Give each line of the listing below as one string in a JSON list, leaving out any blank lines.

■ PROVIDED ENTRIES ■
<<<<
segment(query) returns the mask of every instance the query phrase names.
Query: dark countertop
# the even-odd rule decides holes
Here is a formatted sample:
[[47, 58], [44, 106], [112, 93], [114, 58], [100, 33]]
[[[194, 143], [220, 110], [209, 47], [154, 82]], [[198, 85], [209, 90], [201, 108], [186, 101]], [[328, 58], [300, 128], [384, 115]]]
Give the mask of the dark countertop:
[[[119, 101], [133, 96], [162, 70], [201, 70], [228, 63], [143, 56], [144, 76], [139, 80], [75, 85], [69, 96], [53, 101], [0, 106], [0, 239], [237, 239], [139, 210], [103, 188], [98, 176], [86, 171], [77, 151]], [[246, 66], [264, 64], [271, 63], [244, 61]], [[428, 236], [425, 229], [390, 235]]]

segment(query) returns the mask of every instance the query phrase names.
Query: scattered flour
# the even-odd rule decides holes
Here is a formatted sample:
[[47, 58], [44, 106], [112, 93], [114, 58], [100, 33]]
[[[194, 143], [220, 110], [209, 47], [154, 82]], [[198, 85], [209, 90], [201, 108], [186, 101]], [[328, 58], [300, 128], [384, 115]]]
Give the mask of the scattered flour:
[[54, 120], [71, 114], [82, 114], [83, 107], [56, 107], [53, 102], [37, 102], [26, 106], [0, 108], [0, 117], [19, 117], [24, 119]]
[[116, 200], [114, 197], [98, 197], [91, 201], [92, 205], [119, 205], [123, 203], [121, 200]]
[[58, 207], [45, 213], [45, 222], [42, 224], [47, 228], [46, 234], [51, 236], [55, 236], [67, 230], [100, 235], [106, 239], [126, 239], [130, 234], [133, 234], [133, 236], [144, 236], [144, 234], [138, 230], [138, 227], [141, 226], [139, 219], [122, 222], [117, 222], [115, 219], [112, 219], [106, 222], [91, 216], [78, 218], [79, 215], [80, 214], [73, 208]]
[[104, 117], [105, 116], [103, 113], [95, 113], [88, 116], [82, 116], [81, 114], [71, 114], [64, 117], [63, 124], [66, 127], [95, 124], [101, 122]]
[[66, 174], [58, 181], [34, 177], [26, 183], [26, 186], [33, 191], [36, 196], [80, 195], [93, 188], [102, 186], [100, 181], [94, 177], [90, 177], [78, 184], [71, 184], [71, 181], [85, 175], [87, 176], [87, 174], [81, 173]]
>>>>
■ CORRECT OUTPUT ■
[
  "segment(query) returns the mask of every instance the query phrase names.",
  "Query: dark countertop",
  "# the even-odd rule decides holes",
  "Here is a formatted sample:",
  "[[47, 58], [44, 106], [112, 93], [114, 58], [100, 33]]",
  "[[[194, 143], [220, 110], [209, 47], [154, 82]], [[198, 85], [209, 90], [201, 108], [186, 101]], [[328, 58], [300, 128], [384, 115]]]",
  "Give the mask of the dark countertop:",
  "[[[119, 101], [133, 96], [162, 70], [201, 70], [228, 63], [143, 56], [144, 76], [139, 80], [75, 85], [69, 96], [53, 101], [0, 106], [0, 239], [237, 239], [139, 210], [103, 188], [98, 176], [86, 171], [77, 151]], [[246, 66], [264, 64], [271, 63], [244, 61]], [[428, 236], [425, 229], [390, 235]]]",
  "segment(query) returns the mask of every instance the query phrase names.",
  "Query: scattered flour",
  "# the even-odd rule decides holes",
  "Here is a formatted sample:",
  "[[47, 58], [44, 106], [112, 93], [114, 58], [100, 33]]",
  "[[[194, 143], [220, 110], [209, 47], [154, 82]], [[198, 85], [209, 90], [201, 108], [186, 101]], [[328, 58], [300, 128], [384, 115]]]",
  "Give the mask of the scattered flour:",
  "[[54, 120], [71, 114], [82, 114], [83, 107], [56, 107], [53, 102], [37, 102], [26, 106], [0, 108], [0, 117], [19, 117], [24, 119]]",
  "[[116, 200], [114, 197], [98, 197], [91, 201], [92, 205], [119, 205], [123, 203], [121, 200]]",
  "[[58, 207], [45, 213], [45, 222], [42, 224], [47, 228], [46, 234], [51, 236], [55, 236], [67, 230], [100, 235], [106, 239], [126, 239], [130, 234], [133, 234], [133, 236], [144, 236], [144, 234], [138, 230], [138, 227], [141, 226], [139, 219], [122, 222], [117, 222], [115, 219], [112, 219], [106, 222], [91, 216], [78, 218], [79, 215], [80, 214], [73, 208]]",
  "[[104, 117], [105, 116], [103, 113], [95, 113], [88, 116], [82, 116], [81, 114], [71, 114], [64, 117], [63, 124], [66, 127], [95, 124], [101, 122]]",
  "[[66, 174], [58, 181], [34, 177], [26, 183], [26, 186], [33, 191], [36, 196], [80, 195], [93, 188], [102, 186], [100, 181], [94, 177], [90, 177], [78, 184], [71, 184], [71, 181], [85, 175], [87, 176], [87, 174], [81, 173]]"
]